TASK DETAILS: In the entries that follow, identify the line containing "Would you mind pointing out the shadow" and return it together with all later lines, exactly as they appear.

DATA TO USE:
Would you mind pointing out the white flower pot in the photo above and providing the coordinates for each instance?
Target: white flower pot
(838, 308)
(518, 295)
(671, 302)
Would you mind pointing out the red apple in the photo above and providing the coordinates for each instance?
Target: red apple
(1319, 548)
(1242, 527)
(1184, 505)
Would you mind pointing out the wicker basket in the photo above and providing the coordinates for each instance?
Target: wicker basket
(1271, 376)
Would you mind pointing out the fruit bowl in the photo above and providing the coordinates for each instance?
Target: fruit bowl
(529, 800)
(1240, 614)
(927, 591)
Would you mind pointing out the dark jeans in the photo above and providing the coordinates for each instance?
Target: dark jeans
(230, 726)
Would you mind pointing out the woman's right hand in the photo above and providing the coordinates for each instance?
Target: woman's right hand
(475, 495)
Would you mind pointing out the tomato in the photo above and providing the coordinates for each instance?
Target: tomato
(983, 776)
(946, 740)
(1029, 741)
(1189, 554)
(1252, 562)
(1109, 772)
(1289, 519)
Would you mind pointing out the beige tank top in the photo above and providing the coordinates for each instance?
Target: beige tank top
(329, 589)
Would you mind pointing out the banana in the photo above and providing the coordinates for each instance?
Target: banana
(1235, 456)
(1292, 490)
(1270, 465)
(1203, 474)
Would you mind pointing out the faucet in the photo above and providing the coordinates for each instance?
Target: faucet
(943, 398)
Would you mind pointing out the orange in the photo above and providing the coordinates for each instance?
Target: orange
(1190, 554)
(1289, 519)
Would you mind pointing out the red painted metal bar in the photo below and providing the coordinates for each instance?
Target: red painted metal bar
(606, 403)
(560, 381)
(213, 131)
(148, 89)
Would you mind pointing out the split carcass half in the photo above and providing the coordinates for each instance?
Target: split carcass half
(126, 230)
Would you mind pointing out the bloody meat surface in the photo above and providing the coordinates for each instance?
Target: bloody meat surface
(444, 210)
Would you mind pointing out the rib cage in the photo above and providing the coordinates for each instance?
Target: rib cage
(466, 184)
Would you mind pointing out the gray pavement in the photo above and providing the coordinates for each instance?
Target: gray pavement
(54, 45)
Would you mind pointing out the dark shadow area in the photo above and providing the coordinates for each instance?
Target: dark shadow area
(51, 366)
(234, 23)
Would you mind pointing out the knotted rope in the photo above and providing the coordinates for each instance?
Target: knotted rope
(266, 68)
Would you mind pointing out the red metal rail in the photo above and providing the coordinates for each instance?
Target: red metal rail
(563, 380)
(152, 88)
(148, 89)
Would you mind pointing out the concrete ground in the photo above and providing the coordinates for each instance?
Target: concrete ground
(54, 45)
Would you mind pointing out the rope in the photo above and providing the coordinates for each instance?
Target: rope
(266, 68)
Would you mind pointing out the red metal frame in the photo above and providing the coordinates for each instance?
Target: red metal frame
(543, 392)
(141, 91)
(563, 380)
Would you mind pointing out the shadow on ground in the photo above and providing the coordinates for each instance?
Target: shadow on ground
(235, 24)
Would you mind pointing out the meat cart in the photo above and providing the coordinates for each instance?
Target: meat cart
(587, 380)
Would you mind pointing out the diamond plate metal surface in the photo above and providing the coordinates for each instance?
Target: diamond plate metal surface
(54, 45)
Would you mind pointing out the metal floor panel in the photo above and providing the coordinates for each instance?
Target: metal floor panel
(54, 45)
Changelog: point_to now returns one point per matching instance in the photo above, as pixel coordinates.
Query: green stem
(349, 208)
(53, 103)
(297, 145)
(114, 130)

EXERCISE ANSWER:
Would you mind pointing out the shadow on ground in the photo above and providing the coordinates for each instance?
Target: shadow on ground
(235, 24)
Would you mind pointing out the meat cart in the photo above and providing the coordinates for each instance?
Target: meat cart
(587, 380)
Would you mind pointing out the diamond plate metal surface in the photo above and providing the coordinates for each instance?
Target: diamond plate metal surface
(54, 45)
Would you mind pointing out the metal floor panel in the photo above and providing the coordinates for each instance?
Target: metal floor panel
(54, 45)
Changelog: point_to now returns one point per matching instance in the photo above, as pixel coordinates.
Query: green stem
(349, 208)
(53, 103)
(297, 145)
(114, 130)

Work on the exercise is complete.